• _Problem statement_: Everything from the line containing "# provide one point per instance of the downspout" through the final line of the entries below should be repeated exactly, and nothing else.

• _Data for processing_:
○ ○ ○ ○ ○

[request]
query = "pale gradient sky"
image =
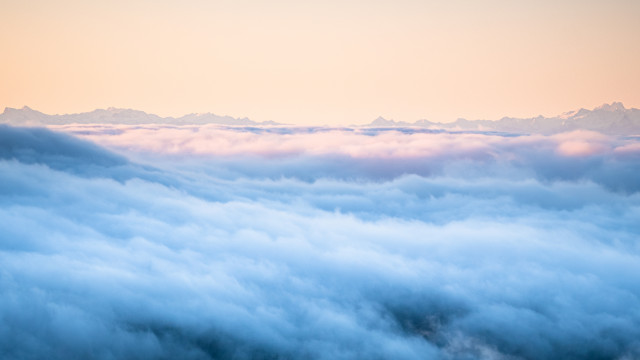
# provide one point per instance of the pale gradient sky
(321, 62)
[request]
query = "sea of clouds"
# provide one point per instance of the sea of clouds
(213, 242)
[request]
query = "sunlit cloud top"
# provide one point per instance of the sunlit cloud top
(307, 62)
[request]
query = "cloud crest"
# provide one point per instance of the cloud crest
(402, 247)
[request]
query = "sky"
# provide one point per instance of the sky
(160, 241)
(330, 62)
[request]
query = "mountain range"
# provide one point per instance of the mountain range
(611, 119)
(29, 117)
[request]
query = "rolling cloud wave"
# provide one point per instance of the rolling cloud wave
(222, 243)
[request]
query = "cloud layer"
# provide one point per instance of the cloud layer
(239, 243)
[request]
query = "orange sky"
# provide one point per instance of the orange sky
(321, 62)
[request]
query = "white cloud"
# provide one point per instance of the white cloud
(302, 257)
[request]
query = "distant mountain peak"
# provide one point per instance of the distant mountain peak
(113, 115)
(614, 106)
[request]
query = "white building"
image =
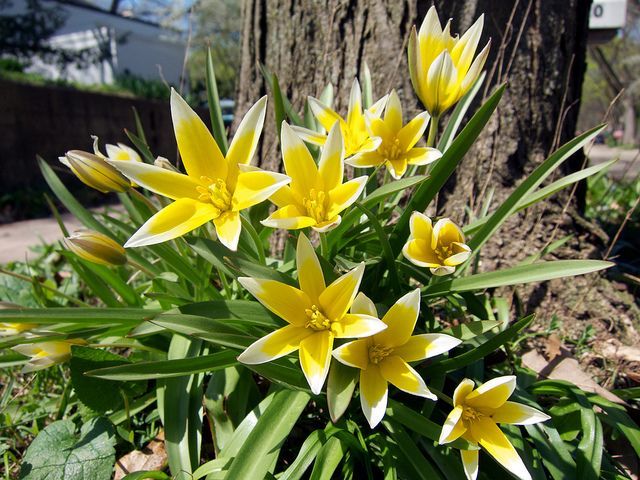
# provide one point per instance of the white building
(133, 46)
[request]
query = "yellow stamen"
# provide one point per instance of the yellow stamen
(378, 352)
(315, 205)
(216, 193)
(317, 321)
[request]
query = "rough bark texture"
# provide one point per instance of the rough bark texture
(538, 46)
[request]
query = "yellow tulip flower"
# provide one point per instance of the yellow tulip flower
(316, 195)
(439, 247)
(354, 129)
(95, 172)
(214, 188)
(316, 314)
(475, 416)
(384, 357)
(398, 147)
(96, 247)
(442, 67)
(7, 329)
(45, 354)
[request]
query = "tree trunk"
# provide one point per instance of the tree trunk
(538, 47)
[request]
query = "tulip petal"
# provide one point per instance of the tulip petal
(413, 131)
(518, 414)
(159, 180)
(275, 345)
(354, 354)
(287, 302)
(315, 357)
(310, 274)
(255, 187)
(470, 463)
(325, 115)
(399, 373)
(363, 304)
(345, 195)
(354, 325)
(298, 163)
(492, 394)
(426, 345)
(174, 220)
(393, 112)
(498, 446)
(373, 394)
(245, 141)
(401, 320)
(309, 136)
(200, 152)
(453, 427)
(337, 298)
(464, 388)
(331, 165)
(228, 228)
(422, 155)
(289, 218)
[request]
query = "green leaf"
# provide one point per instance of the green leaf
(167, 368)
(98, 394)
(510, 205)
(262, 446)
(57, 453)
(521, 274)
(467, 331)
(328, 459)
(482, 350)
(340, 386)
(445, 166)
(217, 125)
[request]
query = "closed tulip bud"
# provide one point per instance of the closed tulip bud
(46, 354)
(442, 67)
(96, 248)
(95, 172)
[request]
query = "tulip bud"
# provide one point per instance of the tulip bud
(95, 172)
(46, 354)
(96, 247)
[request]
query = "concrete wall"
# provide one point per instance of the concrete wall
(50, 121)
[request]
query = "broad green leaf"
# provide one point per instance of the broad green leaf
(58, 453)
(445, 166)
(482, 350)
(510, 205)
(521, 274)
(217, 125)
(177, 367)
(328, 459)
(340, 386)
(98, 394)
(456, 117)
(262, 446)
(467, 331)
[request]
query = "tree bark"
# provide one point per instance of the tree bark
(538, 47)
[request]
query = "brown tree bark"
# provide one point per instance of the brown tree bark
(538, 47)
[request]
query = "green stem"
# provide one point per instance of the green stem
(441, 396)
(246, 224)
(75, 301)
(324, 246)
(433, 131)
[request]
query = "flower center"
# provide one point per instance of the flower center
(315, 204)
(216, 193)
(378, 352)
(444, 251)
(390, 150)
(469, 414)
(316, 319)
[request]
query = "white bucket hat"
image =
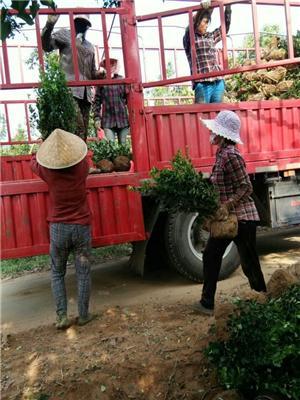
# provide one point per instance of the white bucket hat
(61, 149)
(85, 17)
(226, 124)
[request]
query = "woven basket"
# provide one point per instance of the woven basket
(256, 97)
(251, 76)
(284, 86)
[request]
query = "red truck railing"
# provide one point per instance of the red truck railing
(270, 132)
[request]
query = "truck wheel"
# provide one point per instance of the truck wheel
(185, 242)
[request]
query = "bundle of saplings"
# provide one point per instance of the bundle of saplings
(109, 156)
(269, 83)
(55, 105)
(181, 188)
(262, 352)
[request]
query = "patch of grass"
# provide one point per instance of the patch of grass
(19, 266)
(15, 267)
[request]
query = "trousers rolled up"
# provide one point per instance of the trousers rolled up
(64, 239)
(212, 261)
(121, 133)
(209, 92)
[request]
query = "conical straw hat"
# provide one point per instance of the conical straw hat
(61, 149)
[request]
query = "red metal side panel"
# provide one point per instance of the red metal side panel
(15, 168)
(117, 215)
(270, 132)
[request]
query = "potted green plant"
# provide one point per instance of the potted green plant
(110, 156)
(55, 106)
(181, 188)
(122, 160)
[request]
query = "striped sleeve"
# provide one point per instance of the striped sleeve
(236, 168)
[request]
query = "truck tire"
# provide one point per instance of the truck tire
(185, 242)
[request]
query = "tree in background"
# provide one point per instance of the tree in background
(16, 149)
(3, 127)
(26, 12)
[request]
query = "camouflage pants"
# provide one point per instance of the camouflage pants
(83, 113)
(66, 238)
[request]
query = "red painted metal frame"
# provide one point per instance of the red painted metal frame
(226, 71)
(117, 215)
(270, 131)
(157, 133)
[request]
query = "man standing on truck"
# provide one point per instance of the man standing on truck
(207, 90)
(61, 162)
(110, 106)
(61, 40)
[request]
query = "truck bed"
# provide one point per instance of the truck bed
(271, 136)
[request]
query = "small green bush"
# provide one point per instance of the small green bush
(55, 106)
(109, 150)
(181, 188)
(262, 353)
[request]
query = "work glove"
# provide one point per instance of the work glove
(228, 9)
(205, 3)
(52, 19)
(97, 124)
(101, 73)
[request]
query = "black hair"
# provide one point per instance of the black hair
(81, 25)
(202, 13)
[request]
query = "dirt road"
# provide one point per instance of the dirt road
(146, 343)
(27, 301)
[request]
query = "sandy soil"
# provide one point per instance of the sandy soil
(146, 346)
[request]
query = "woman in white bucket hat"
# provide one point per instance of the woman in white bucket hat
(233, 184)
(61, 162)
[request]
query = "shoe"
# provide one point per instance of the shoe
(85, 320)
(62, 322)
(200, 309)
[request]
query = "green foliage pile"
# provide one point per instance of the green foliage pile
(17, 149)
(181, 188)
(109, 150)
(55, 106)
(262, 353)
(9, 22)
(294, 92)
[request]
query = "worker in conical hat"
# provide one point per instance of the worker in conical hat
(62, 163)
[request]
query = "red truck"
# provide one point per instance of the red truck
(270, 131)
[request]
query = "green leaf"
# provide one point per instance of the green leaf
(6, 29)
(49, 3)
(34, 8)
(19, 5)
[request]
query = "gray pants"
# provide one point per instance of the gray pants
(65, 238)
(110, 134)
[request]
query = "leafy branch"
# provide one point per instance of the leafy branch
(23, 10)
(181, 188)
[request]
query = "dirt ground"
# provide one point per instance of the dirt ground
(151, 349)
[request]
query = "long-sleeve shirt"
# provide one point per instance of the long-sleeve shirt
(206, 51)
(67, 190)
(61, 40)
(110, 105)
(231, 180)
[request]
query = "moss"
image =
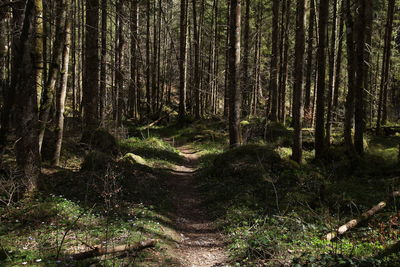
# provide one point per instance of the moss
(96, 161)
(132, 158)
(101, 140)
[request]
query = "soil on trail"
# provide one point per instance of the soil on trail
(201, 244)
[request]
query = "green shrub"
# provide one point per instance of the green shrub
(101, 140)
(96, 161)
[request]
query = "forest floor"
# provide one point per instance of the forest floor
(205, 204)
(201, 244)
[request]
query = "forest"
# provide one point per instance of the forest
(199, 133)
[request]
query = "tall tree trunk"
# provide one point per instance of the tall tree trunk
(382, 107)
(197, 45)
(283, 76)
(91, 67)
(27, 149)
(182, 61)
(274, 61)
(134, 86)
(39, 48)
(234, 73)
(120, 60)
(226, 89)
(148, 89)
(349, 115)
(16, 57)
(321, 58)
(309, 64)
(359, 112)
(246, 85)
(103, 59)
(298, 83)
(62, 91)
(332, 68)
(338, 77)
(50, 86)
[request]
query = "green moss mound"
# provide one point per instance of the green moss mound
(100, 139)
(134, 159)
(96, 161)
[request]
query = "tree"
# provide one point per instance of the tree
(298, 83)
(309, 64)
(62, 90)
(50, 86)
(246, 86)
(91, 67)
(234, 75)
(182, 61)
(197, 45)
(321, 59)
(103, 59)
(383, 94)
(359, 112)
(273, 85)
(349, 115)
(27, 145)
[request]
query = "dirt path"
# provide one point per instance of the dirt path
(201, 244)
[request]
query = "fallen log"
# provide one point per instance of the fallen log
(395, 248)
(363, 217)
(100, 251)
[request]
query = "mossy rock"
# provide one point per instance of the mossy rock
(134, 159)
(96, 161)
(100, 139)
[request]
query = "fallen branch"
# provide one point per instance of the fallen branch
(365, 216)
(100, 251)
(395, 248)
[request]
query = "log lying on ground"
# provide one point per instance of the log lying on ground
(100, 251)
(395, 248)
(365, 216)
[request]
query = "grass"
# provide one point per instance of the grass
(105, 201)
(275, 212)
(272, 210)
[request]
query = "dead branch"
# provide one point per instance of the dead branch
(364, 216)
(100, 251)
(395, 248)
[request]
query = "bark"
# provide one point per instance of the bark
(3, 57)
(91, 66)
(62, 91)
(39, 48)
(332, 68)
(16, 58)
(339, 56)
(274, 61)
(120, 68)
(349, 113)
(134, 86)
(363, 217)
(196, 38)
(284, 64)
(148, 89)
(298, 83)
(182, 61)
(246, 85)
(100, 251)
(321, 58)
(103, 59)
(234, 73)
(226, 90)
(27, 149)
(309, 66)
(359, 111)
(382, 108)
(50, 87)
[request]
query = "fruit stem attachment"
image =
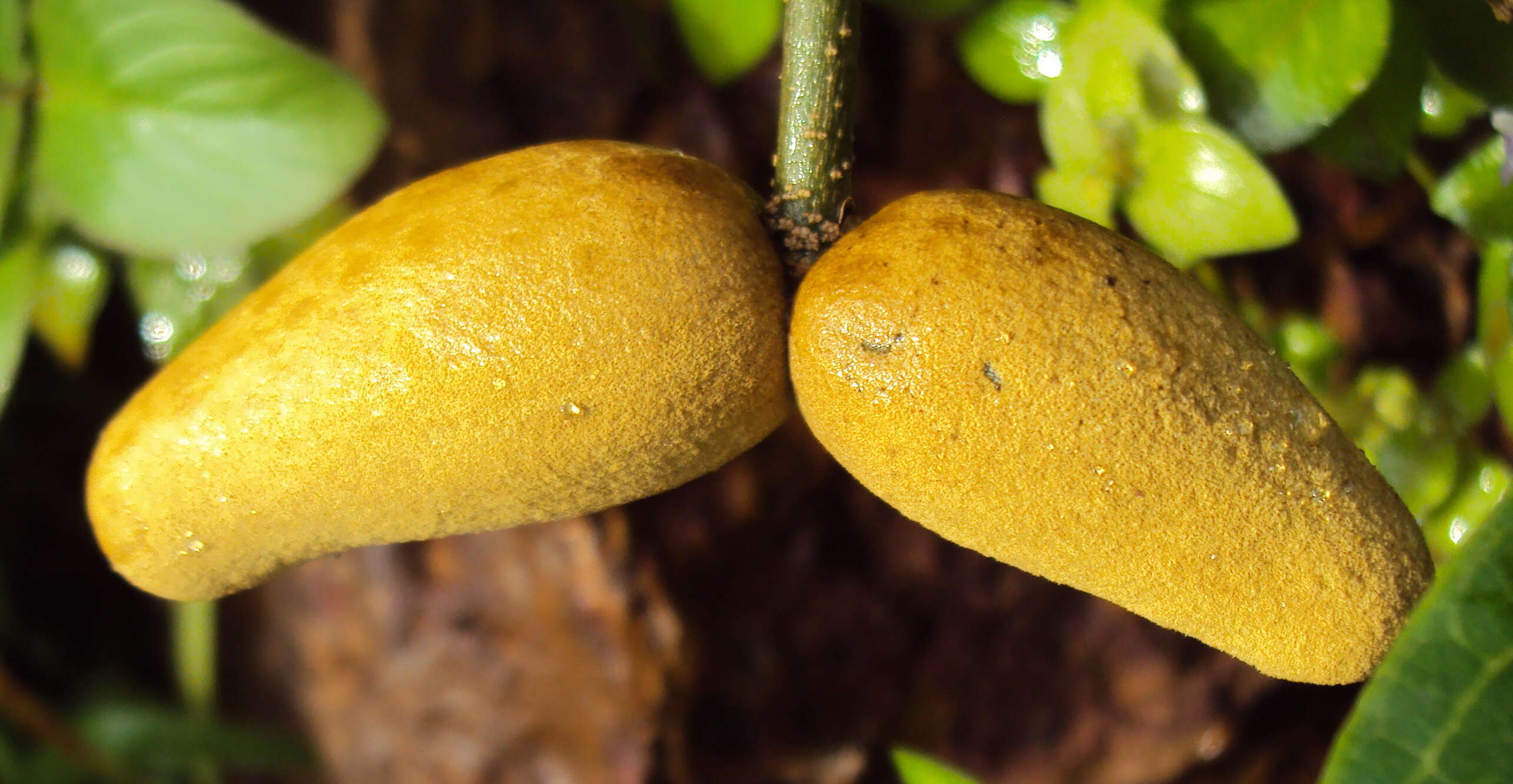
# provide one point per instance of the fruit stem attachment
(814, 128)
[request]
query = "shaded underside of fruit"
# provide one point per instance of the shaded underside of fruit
(1047, 393)
(530, 337)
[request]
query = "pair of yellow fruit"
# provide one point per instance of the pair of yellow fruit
(575, 326)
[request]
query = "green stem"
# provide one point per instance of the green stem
(194, 666)
(814, 128)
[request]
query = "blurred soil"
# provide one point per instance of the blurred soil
(771, 623)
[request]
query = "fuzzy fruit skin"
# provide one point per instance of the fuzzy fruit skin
(532, 337)
(1050, 394)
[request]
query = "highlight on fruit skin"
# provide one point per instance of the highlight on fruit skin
(1050, 394)
(532, 337)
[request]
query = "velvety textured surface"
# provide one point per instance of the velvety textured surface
(530, 337)
(1043, 391)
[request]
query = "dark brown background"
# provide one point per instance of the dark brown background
(766, 624)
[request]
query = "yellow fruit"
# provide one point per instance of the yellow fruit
(532, 337)
(1047, 393)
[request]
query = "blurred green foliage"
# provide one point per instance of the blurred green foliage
(728, 38)
(916, 768)
(1438, 706)
(168, 144)
(187, 150)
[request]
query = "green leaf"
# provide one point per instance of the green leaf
(916, 768)
(19, 267)
(931, 9)
(1482, 488)
(1309, 348)
(1090, 196)
(1376, 132)
(1445, 108)
(1120, 72)
(1474, 197)
(1471, 48)
(728, 37)
(1503, 382)
(1419, 465)
(156, 740)
(1389, 394)
(73, 285)
(1494, 277)
(1013, 49)
(1464, 391)
(1202, 194)
(14, 76)
(270, 255)
(1280, 70)
(181, 126)
(1438, 707)
(179, 298)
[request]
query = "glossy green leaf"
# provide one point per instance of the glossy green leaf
(179, 298)
(1013, 49)
(1438, 707)
(1494, 279)
(1474, 197)
(1464, 391)
(177, 126)
(1482, 488)
(931, 9)
(916, 768)
(1090, 196)
(728, 37)
(1445, 108)
(1471, 48)
(1389, 394)
(1120, 72)
(19, 268)
(1202, 194)
(1376, 132)
(73, 285)
(149, 739)
(1280, 70)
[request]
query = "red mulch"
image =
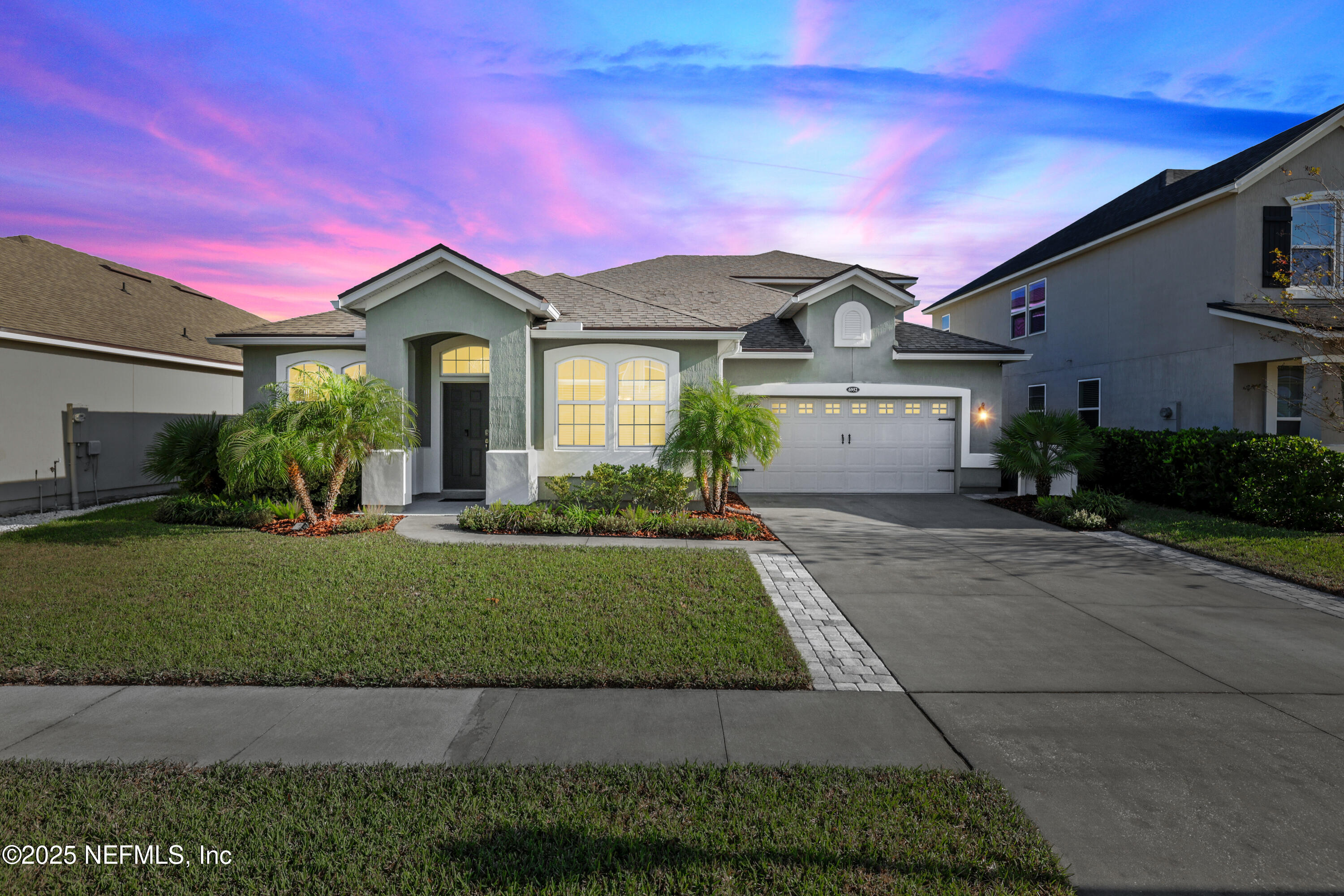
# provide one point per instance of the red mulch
(322, 528)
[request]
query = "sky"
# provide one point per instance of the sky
(276, 154)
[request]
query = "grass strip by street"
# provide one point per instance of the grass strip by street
(529, 829)
(116, 598)
(1312, 559)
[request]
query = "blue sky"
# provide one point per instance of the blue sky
(277, 154)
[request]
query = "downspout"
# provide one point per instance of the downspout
(72, 473)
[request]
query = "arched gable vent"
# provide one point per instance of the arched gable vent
(854, 327)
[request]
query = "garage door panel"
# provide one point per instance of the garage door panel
(853, 452)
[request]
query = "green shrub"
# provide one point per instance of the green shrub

○ ○ ○ ○ ○

• _Result below_:
# provide one point per instance of the downspout
(72, 473)
[request]
query = "arched gable vent"
# provide one point per instance of the arched gable vent
(854, 327)
[request]
query = "garage door panel"
# provide one point per instance of the garage door panel
(853, 452)
[request]
query = "green shrub"
# provide one point per instance of the green shrub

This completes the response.